### Required task
Rewrite the material as a Markdown table with the columns Row and Line, leaving out blank lines. Begin at the line that has "Excuse me, I need to find every checkered" and stop after the line that has "[269,281,291,353]".

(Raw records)
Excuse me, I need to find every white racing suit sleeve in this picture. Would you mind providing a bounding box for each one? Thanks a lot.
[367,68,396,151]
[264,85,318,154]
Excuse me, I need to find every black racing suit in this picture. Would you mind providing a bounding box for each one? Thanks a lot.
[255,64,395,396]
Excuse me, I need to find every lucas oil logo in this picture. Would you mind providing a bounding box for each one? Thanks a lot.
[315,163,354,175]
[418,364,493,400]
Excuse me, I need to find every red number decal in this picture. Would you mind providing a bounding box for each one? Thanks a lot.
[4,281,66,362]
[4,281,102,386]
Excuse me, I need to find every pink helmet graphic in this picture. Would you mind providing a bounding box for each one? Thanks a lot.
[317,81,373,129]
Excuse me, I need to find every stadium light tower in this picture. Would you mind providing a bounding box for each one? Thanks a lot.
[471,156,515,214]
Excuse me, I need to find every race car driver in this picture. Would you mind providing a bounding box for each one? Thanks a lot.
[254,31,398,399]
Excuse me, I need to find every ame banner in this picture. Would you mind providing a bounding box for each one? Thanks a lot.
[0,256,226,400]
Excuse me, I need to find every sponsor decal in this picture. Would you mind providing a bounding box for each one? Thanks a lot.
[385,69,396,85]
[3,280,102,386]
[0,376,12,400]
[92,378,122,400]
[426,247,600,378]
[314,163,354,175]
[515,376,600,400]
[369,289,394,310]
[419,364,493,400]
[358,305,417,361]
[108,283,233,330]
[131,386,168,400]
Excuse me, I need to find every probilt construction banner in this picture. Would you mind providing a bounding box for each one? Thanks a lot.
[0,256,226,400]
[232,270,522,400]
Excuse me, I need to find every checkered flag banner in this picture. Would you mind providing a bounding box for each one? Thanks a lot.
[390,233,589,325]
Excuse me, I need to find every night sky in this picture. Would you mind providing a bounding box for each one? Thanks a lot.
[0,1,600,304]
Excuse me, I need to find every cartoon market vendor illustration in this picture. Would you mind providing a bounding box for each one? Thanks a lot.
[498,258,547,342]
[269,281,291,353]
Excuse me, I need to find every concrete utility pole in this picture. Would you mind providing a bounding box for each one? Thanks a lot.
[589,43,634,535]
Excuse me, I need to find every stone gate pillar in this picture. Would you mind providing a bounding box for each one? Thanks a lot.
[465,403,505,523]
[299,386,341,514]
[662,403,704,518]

### Expected answer
| Row | Line |
|---|---|
| 1 | Excuse me, I need to find every checkered flag banner in this picture. Would you mind providing a bounding box for each one? Thanks a lot. |
| 2 | [390,233,589,325] |
| 3 | Excuse me, I need to find every night sky in this picture. Would you mind providing a bounding box for each one? Thanks a lot. |
| 4 | [0,1,600,304] |
| 5 | Excuse me, I need to find every cartoon market vendor illustration in this picture. Would you mind providing a bounding box for each one? Thanks a lot. |
| 6 | [498,258,547,342] |
| 7 | [269,281,291,353] |